▶ **REQUIRED ACTION**
Return the full listing, so that each line matches the original exactly.

======

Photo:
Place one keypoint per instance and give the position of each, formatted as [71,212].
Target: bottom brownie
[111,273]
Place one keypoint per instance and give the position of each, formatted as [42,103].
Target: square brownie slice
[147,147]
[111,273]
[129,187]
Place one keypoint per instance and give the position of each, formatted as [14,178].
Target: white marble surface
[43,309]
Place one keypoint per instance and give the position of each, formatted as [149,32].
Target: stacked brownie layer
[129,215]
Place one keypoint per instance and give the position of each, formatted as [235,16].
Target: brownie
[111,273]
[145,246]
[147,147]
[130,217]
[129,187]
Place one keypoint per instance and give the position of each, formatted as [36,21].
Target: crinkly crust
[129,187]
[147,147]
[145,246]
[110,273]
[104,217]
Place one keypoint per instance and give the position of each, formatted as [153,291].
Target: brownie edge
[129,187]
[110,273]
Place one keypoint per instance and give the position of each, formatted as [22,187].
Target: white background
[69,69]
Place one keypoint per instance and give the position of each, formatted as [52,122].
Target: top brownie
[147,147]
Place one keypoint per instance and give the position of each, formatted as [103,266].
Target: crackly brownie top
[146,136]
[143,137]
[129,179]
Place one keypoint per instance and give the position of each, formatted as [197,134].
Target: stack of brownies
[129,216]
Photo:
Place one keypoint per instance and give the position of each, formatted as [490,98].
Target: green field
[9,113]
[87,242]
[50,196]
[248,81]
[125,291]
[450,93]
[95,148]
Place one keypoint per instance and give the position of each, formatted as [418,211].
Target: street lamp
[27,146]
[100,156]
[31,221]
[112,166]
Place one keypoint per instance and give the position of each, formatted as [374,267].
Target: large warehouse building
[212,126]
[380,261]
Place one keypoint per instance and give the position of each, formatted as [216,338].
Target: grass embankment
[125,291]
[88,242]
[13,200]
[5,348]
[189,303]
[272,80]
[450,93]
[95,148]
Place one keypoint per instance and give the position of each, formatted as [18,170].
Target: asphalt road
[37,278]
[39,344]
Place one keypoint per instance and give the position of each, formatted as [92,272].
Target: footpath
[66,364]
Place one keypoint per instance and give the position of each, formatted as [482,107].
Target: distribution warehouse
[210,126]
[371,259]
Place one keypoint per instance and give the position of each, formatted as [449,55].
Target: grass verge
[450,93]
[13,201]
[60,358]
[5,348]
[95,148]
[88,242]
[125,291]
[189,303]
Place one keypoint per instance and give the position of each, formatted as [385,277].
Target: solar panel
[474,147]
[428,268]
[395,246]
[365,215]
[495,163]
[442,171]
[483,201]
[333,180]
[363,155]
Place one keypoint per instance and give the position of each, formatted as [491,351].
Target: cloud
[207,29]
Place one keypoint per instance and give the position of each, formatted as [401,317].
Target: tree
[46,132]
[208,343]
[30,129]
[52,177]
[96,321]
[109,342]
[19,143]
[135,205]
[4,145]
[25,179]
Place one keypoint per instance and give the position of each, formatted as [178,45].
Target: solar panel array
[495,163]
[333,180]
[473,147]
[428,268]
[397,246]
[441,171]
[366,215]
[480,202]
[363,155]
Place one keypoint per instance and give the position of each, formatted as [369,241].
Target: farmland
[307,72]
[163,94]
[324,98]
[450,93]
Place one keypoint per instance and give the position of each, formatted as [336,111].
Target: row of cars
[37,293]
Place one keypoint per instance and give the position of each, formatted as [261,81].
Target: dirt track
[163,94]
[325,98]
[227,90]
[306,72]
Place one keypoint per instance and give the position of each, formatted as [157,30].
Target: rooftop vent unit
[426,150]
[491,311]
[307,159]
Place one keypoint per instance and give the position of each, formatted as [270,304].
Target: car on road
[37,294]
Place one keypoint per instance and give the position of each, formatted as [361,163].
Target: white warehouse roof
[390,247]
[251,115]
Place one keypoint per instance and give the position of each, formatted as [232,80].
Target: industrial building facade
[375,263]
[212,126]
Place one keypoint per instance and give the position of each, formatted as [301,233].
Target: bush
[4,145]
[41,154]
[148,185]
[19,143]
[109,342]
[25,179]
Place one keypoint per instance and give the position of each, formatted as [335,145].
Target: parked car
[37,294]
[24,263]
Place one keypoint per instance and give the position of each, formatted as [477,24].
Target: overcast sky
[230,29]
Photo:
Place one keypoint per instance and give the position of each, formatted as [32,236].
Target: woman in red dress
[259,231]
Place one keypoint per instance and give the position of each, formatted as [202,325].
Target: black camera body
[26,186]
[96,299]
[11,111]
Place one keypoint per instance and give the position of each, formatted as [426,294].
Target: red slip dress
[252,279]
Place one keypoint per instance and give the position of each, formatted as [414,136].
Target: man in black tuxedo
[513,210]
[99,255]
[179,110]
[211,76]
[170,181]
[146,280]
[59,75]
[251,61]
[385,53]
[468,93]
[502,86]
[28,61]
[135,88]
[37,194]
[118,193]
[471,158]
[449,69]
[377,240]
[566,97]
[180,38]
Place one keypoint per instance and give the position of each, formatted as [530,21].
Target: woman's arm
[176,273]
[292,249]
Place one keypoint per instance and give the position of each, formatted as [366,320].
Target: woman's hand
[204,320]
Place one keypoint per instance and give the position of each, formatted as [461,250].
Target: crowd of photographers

======

▶ **RESULT BELOW**
Photo:
Place one keypoint per instance and give the position of each, formatted as [71,212].
Target: bottom brownie
[111,273]
Place one keypoint per instance and give the position of each, formatted as [42,103].
Target: square brownie slice
[147,147]
[111,273]
[129,187]
Place one keypoint per instance and give the position of each, formatted as [14,178].
Target: white marble surface
[43,309]
Place one keypoint per instance and give the position of each, formatted as [149,32].
Target: stacked brownie layer
[129,215]
Place one keypoint per instance and give the position of each, formatted as [235,16].
Target: brownie
[111,273]
[145,246]
[147,147]
[130,217]
[129,187]
Place one keypoint per instance and give the position of each, formatted as [36,21].
Target: crinkly crust
[129,187]
[147,147]
[145,246]
[110,273]
[104,217]
Place one keypoint per instance and give the position of each, formatted as [153,291].
Target: brownie edge
[129,187]
[110,273]
Place one keypoint per instance and give the position of each, formatted as [22,187].
Target: white background
[69,69]
Place one keypoint per instance and give the position of each, formatted as [52,122].
Target: top brownie
[147,147]
Place one keypoint per instance and give the position of each, formatted as [103,266].
Target: crackly brownie top
[146,136]
[143,137]
[129,179]
Place one keypoint per instance and give the position of each, formatted as [197,134].
Target: stack of brownies
[129,216]
Photo:
Place one keypoint per instance and give the position of each, formatted as [490,98].
Target: green field
[9,113]
[87,242]
[50,196]
[248,81]
[125,291]
[450,93]
[95,148]
Place one keypoint per instance and give the position of each, formatted as [418,211].
Target: street lamp
[27,146]
[100,156]
[31,221]
[112,166]
Place one keypoint per instance and give the position of each, formatted as [374,267].
Target: large warehouse building
[212,126]
[380,261]
Place one keypoint per instance and give the position of each, formatted as [216,338].
Target: grass embankment
[125,291]
[88,242]
[13,200]
[5,348]
[189,303]
[272,80]
[450,93]
[95,148]
Place one keypoint per instance and give the position of each, formatted as [18,170].
Target: asphalt road
[37,278]
[39,344]
Place one keypoint per instance and give the position of each, formatted as [92,272].
Target: footpath
[66,364]
Place one keypoint per instance and give the position of each, formatted as [482,107].
Target: distribution warehouse
[210,126]
[371,259]
Place one keypoint per instance and give the position of each, formatted as [449,55].
Target: grass verge
[450,93]
[13,201]
[60,358]
[5,348]
[95,148]
[88,242]
[125,291]
[189,303]
Place one keypoint per instance and give the position of each, formatted as [385,277].
Target: solar panel
[474,147]
[428,268]
[395,246]
[365,215]
[495,163]
[442,171]
[483,201]
[333,180]
[363,155]
Place one keypoint per instance and give the position of each, formatted as [491,351].
Target: cloud
[207,29]
Place one keypoint per instance and give the position of each, formatted as [401,317].
Target: tree
[46,132]
[208,343]
[30,129]
[52,177]
[96,321]
[109,342]
[19,143]
[135,205]
[4,145]
[25,179]
Place one keypoint per instance and give the position of each, formatted as [178,45].
Target: solar panel array
[495,163]
[333,180]
[473,147]
[428,268]
[397,246]
[441,171]
[366,215]
[480,202]
[363,155]
Place one keypoint per instance and give the position of each, formatted as [369,241].
Target: farmland
[307,72]
[163,94]
[324,98]
[450,93]
Place one keypoint per instance and give the position of each, formatted as [336,111].
Target: row of cars
[37,293]
Place one keypoint per instance and give the position of each, formatted as [261,81].
Target: dirt track
[163,94]
[325,98]
[227,90]
[306,72]
Place one keypoint per instance and give the position of each, formatted as [157,30].
Target: rooftop vent unit
[426,150]
[491,311]
[307,159]
Place one keypoint per instance and give the position of each, formatted as [270,304].
Target: car on road
[37,294]
Place one keypoint per instance and give the position of each, formatted as [361,163].
Target: white warehouse roof
[390,247]
[251,115]
Place one keypoint per instance and give the position of each, formatted as [232,80].
Target: industrial building facade
[375,263]
[212,126]
Place one keypoint per instance and give the position of each, formatted as [301,233].
Target: bush
[4,145]
[41,154]
[148,185]
[19,143]
[109,342]
[25,179]
Place one keypoint per instance and give the position of each, formatted as [335,145].
Target: parked car
[37,294]
[24,263]
Place one keypoint per instance and give the position of each, formatted as [477,24].
Target: overcast sky
[230,29]
Photo:
Place one keypoint per instance and give the position of each, formatted as [32,236].
Target: woman in red dress
[259,231]
Place one keypoint per instance and give the position of each, formatted as [202,325].
Target: black camera body
[26,186]
[96,299]
[11,111]
Place one keypoint per instance and give the position of each, formatted as [426,294].
Target: red slip dress
[252,279]
Place one keypoint per instance and give the position of each, formatted as [414,136].
Target: man in black tuxedo
[513,210]
[99,255]
[179,110]
[211,76]
[170,181]
[146,280]
[59,75]
[251,61]
[385,53]
[468,93]
[502,86]
[28,61]
[135,88]
[37,194]
[118,193]
[471,158]
[449,69]
[377,240]
[566,97]
[180,38]
Place one keypoint per instance and give the position of each, formatted as [530,21].
Target: woman's arm
[176,273]
[292,249]
Place one keypoint per instance and give the position of each, formatted as [366,320].
Target: woman's hand
[204,320]
Place one keypoint per instance and give the position of each, formatted as [461,250].
Target: crowd of photographers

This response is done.